* Problem details: Copy out all of the records below word for word, leaving out the pictures.

* Listed records:
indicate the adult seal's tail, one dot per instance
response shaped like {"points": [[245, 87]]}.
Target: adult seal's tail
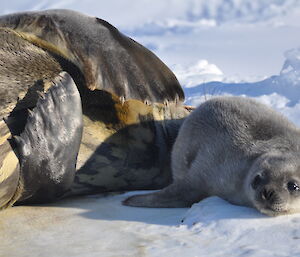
{"points": [[237, 149], [132, 108]]}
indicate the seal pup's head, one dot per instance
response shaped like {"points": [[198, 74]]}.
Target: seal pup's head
{"points": [[273, 183]]}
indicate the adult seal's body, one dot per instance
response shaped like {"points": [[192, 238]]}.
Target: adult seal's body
{"points": [[237, 149], [74, 90]]}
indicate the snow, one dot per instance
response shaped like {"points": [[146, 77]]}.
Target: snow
{"points": [[232, 47]]}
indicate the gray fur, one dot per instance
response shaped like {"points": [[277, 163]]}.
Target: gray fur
{"points": [[222, 147]]}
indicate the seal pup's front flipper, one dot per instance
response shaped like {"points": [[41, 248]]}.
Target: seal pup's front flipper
{"points": [[49, 144]]}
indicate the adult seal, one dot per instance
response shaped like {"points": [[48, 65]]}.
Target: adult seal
{"points": [[237, 149], [83, 109]]}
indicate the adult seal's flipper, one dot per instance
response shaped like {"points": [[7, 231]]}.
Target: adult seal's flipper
{"points": [[109, 60], [49, 144]]}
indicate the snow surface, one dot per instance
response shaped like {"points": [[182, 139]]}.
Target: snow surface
{"points": [[230, 47]]}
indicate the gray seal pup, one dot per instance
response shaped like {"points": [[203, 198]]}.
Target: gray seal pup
{"points": [[237, 149]]}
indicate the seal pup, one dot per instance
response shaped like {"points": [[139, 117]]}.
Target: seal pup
{"points": [[237, 149]]}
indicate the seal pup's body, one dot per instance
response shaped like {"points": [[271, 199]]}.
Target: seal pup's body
{"points": [[237, 149]]}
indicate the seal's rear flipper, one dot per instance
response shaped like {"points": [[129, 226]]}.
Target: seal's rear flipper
{"points": [[169, 197], [49, 144]]}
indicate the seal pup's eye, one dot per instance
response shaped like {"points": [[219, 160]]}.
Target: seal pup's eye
{"points": [[293, 186]]}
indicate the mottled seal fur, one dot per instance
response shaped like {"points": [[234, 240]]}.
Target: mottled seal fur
{"points": [[131, 108], [237, 149]]}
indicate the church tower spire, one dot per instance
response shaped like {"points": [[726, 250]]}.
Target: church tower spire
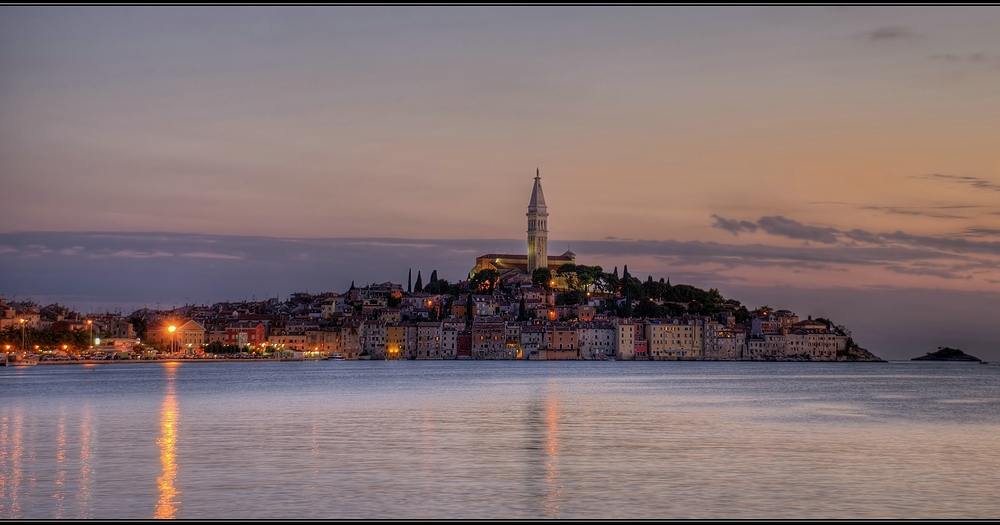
{"points": [[538, 232]]}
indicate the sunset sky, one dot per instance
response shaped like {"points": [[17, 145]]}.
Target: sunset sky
{"points": [[842, 160]]}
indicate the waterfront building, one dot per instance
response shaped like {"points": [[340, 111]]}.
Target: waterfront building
{"points": [[596, 340], [625, 339], [489, 341], [674, 338], [188, 335]]}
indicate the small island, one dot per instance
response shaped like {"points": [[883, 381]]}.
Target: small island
{"points": [[947, 354]]}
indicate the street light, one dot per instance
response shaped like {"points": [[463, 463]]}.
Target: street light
{"points": [[173, 338]]}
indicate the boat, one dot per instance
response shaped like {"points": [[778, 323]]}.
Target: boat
{"points": [[22, 359]]}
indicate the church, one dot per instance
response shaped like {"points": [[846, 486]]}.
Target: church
{"points": [[515, 267]]}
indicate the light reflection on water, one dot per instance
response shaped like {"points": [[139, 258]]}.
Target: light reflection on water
{"points": [[500, 440], [166, 508]]}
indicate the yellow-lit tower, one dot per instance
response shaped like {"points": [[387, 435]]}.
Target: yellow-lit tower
{"points": [[538, 232]]}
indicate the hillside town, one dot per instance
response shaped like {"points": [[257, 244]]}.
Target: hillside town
{"points": [[512, 306]]}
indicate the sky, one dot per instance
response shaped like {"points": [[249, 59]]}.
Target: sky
{"points": [[839, 161]]}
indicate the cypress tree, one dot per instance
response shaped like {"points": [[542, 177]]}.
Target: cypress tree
{"points": [[469, 305]]}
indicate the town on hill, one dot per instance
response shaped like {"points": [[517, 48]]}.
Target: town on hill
{"points": [[510, 306]]}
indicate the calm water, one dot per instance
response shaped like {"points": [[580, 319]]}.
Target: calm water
{"points": [[500, 440]]}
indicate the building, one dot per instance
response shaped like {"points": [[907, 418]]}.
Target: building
{"points": [[187, 336], [675, 338]]}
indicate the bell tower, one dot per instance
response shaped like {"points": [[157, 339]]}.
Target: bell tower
{"points": [[538, 232]]}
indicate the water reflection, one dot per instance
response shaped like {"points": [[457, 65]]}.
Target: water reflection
{"points": [[166, 508], [60, 480], [553, 488], [84, 494]]}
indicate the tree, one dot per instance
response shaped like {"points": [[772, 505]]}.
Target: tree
{"points": [[542, 278], [139, 325], [485, 280], [568, 272]]}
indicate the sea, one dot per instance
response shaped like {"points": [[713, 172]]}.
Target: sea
{"points": [[500, 440]]}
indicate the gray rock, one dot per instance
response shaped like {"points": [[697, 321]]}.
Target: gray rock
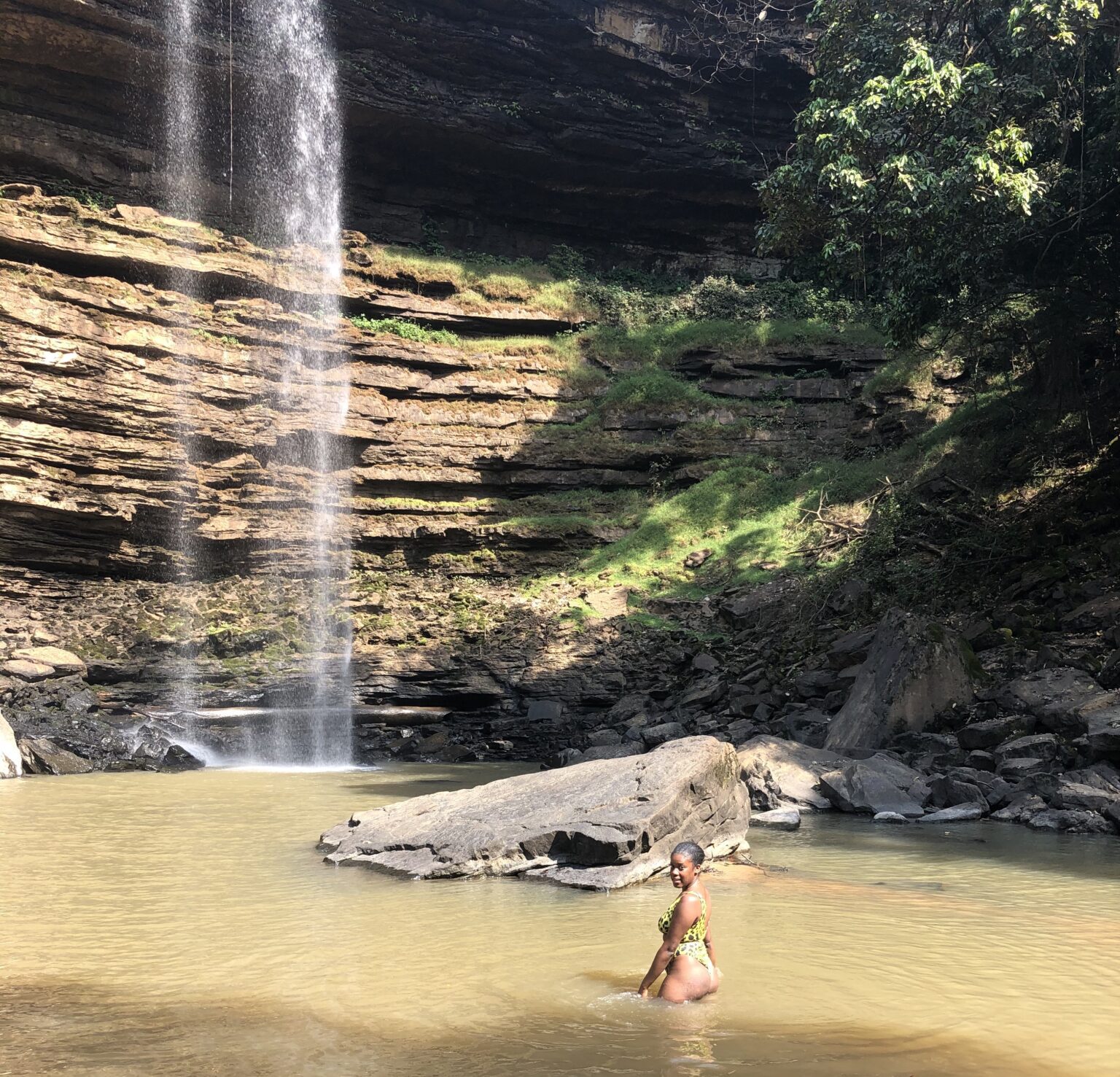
{"points": [[779, 773], [179, 758], [1014, 769], [980, 761], [1021, 809], [808, 727], [43, 756], [850, 648], [1042, 746], [601, 738], [658, 734], [960, 813], [1105, 742], [1049, 689], [1080, 797], [598, 825], [27, 669], [948, 792], [63, 662], [12, 761], [996, 730], [914, 669], [777, 819], [1070, 822], [861, 788]]}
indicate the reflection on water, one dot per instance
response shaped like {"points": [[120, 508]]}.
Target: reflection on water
{"points": [[183, 924]]}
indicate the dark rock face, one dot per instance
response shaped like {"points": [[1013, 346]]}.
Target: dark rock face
{"points": [[507, 128], [913, 671], [598, 825]]}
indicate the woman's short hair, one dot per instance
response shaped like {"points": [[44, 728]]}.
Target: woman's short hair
{"points": [[691, 850]]}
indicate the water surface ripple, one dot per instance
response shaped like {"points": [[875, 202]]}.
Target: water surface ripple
{"points": [[184, 924]]}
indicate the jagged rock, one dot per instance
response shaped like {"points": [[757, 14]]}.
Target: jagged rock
{"points": [[1070, 822], [658, 734], [596, 825], [869, 786], [179, 758], [980, 761], [1049, 690], [777, 819], [948, 792], [601, 738], [43, 756], [1016, 769], [1021, 809], [12, 761], [1042, 746], [779, 773], [1105, 742], [63, 662], [995, 731], [961, 813], [612, 751], [809, 727], [914, 669], [27, 669], [1080, 797], [850, 648]]}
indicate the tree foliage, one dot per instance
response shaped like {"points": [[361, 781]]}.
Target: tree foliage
{"points": [[959, 160]]}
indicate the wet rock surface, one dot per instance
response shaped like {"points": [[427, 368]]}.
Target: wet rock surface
{"points": [[596, 825]]}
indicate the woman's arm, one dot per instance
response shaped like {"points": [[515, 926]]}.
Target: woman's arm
{"points": [[710, 949], [685, 916]]}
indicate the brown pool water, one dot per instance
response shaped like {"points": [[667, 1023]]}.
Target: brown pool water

* Response to the task:
indicate the adult seal's tail, one dot per instance
response shaped like {"points": [[245, 87]]}.
Target: adult seal's tail
{"points": [[237, 149], [132, 108]]}
indicate the seal pup's head, one dot per instance
response shaped like {"points": [[198, 74]]}.
Target: seal pup's head
{"points": [[273, 183]]}
indicate the adult seal's body, one dot per instance
response shaped like {"points": [[192, 238]]}.
Target: adult seal's body
{"points": [[237, 149], [74, 90]]}
indicate the snow, one dot per instance
response shaped like {"points": [[146, 77]]}.
Target: snow
{"points": [[232, 47]]}
indicate the gray fur, one dot per instance
response shaped like {"points": [[277, 163]]}.
Target: gray fur
{"points": [[222, 147]]}
indicate the seal pup's front flipper, one dot per instance
response shaped like {"points": [[41, 248]]}.
Target: seal pup's front flipper
{"points": [[49, 144]]}
indicate the adult seal, one dot per instance
response shaped like {"points": [[48, 65]]}.
Target: adult seal
{"points": [[237, 149], [83, 109]]}
indicate the adult seal's flipper, one dot per instance
response shaped like {"points": [[7, 231]]}.
Target: adult seal's flipper
{"points": [[109, 60], [49, 144]]}
indicate the snow surface, one dot per instance
response shaped like {"points": [[182, 139]]}.
Target: snow surface
{"points": [[230, 47]]}
indicate the gray seal pup, one dot per instance
response shaped like {"points": [[203, 198]]}.
Target: gray seal pup
{"points": [[237, 149]]}
indicate the seal pup, one dot per instance
response shaped like {"points": [[139, 117]]}.
Target: seal pup
{"points": [[237, 149]]}
indicate the seal pup's body, one dot per instance
response shaped like {"points": [[271, 199]]}.
Target: seal pup's body
{"points": [[237, 149]]}
indicate the seal's rear flipper, one dot per instance
response shaped like {"points": [[129, 226]]}.
Target: seal's rear flipper
{"points": [[169, 197], [49, 144]]}
indicate the seal pup's eye, one dot per instance
response shaped like {"points": [[219, 160]]}.
Target: seal pup's eye
{"points": [[293, 186]]}
indicate the mottled seal fur, one dot per instance
response shaped like {"points": [[234, 240]]}.
Target: mottled seal fur
{"points": [[131, 108], [237, 149]]}
indicate the church tower spire, one dot per instance
response shaped like {"points": [[726, 250]]}.
Target: church tower spire
{"points": [[538, 232]]}
indicate the sunset sky, one dot per instance
response shaped like {"points": [[17, 145]]}.
Target: sunset sky
{"points": [[842, 160]]}
indicate the waterfront building, one dot per instance
response shaped like {"points": [[340, 111]]}.
Target: waterfront building
{"points": [[596, 340], [625, 339], [489, 341], [674, 338], [188, 335]]}
indicate the small island, one dot per instance
response shaped like {"points": [[883, 381]]}.
Target: small island
{"points": [[947, 354]]}
indicate the street light, one dot per instance
response shaped like {"points": [[463, 463]]}.
Target: street light
{"points": [[173, 338]]}
indicate the boat, one dot per instance
response shaped like {"points": [[778, 323]]}.
Target: boat
{"points": [[22, 359]]}
indicate the church, one dot per instance
response shaped like {"points": [[846, 486]]}.
Target: church
{"points": [[515, 267]]}
indicate the light reflection on water, one dot per instance
response shaped like {"points": [[139, 258]]}.
Target: light reflection on water
{"points": [[500, 440], [166, 508]]}
indicate the yellow-lit tower, one dot per instance
response shaped like {"points": [[387, 435]]}.
Target: yellow-lit tower
{"points": [[538, 232]]}
indicate the hillside town, one dot per instance
response shaped like {"points": [[257, 244]]}.
Target: hillside town
{"points": [[512, 306]]}
indicate the sky, one dot per instance
response shaped like {"points": [[249, 59]]}.
Target: sky
{"points": [[839, 161]]}
indicate the cypress tree, one dot per instance
response shaped like {"points": [[542, 177]]}.
Target: cypress tree
{"points": [[469, 305]]}
indicate the town on hill, one dot per instance
response shaped like {"points": [[517, 48]]}.
Target: town on hill
{"points": [[510, 306]]}
indicate the calm water, one dot per instance
response shaped like {"points": [[580, 319]]}.
Target: calm water
{"points": [[500, 440]]}
indicate the building, one dot per instance
response shaped like {"points": [[907, 418]]}.
Target: building
{"points": [[187, 336], [675, 338]]}
indicate the bell tower, one dot per instance
response shaped like {"points": [[157, 339]]}.
Target: bell tower
{"points": [[538, 232]]}
indicate the water reflection, one dot per instance
response shaped like {"points": [[457, 65]]}.
Target: water reflection
{"points": [[166, 508], [60, 480], [553, 488], [84, 494]]}
indicate the tree, one dot per instance
response shaped like {"points": [[772, 505]]}.
Target: tree
{"points": [[542, 278], [139, 325], [485, 280], [568, 272]]}
indicate the sea, one dot per instance
response shaped like {"points": [[713, 172]]}.
Target: sea
{"points": [[500, 440]]}
indicate the gray rock, one dot per instance
response shaped like {"points": [[697, 321]]}.
Target: gray rock
{"points": [[779, 773], [179, 758], [1014, 769], [980, 761], [1021, 809], [808, 727], [43, 756], [850, 648], [1042, 746], [601, 738], [658, 734], [960, 813], [1105, 742], [1049, 689], [1080, 797], [598, 825], [27, 669], [948, 792], [63, 662], [12, 761], [996, 730], [914, 669], [777, 819], [1070, 822], [861, 788]]}
indicate the reflection on water, one dot per instance
response shaped like {"points": [[120, 508]]}.
Target: reflection on water
{"points": [[183, 924]]}
indicate the dark rock face, one dot per instance
response shaped like {"points": [[1013, 346]]}.
Target: dark rock face
{"points": [[507, 128], [913, 671], [598, 825]]}
indicate the woman's short hair, one dot per instance
response shaped like {"points": [[44, 728]]}.
Target: woman's short hair
{"points": [[691, 850]]}
indicate the water surface ripple, one dot per instance
response shaped like {"points": [[875, 202]]}.
Target: water surface ripple
{"points": [[184, 924]]}
indicate the jagged rock, one dot per instance
response shaped like {"points": [[757, 14]]}.
Target: jagged rock
{"points": [[1070, 822], [658, 734], [596, 825], [869, 786], [179, 758], [980, 761], [1049, 690], [777, 819], [948, 792], [601, 738], [43, 756], [1016, 769], [1021, 809], [12, 761], [1042, 746], [779, 773], [1105, 742], [63, 662], [995, 731], [961, 813], [612, 751], [809, 727], [914, 669], [27, 669], [1080, 797], [850, 648]]}
indicate the tree foliage, one dot per instance
response shaped like {"points": [[361, 781]]}.
Target: tree foliage
{"points": [[959, 160]]}
indicate the wet rock surface, one dot per instance
response shaped like {"points": [[427, 368]]}.
Target: wet rock surface
{"points": [[596, 825]]}
indicate the woman's arm, one dot per instance
response shaped like {"points": [[515, 926]]}.
Target: woman's arm
{"points": [[710, 949], [685, 916]]}
indicate the brown pool water, one dot per instance
response shaped like {"points": [[667, 1023]]}.
Target: brown pool water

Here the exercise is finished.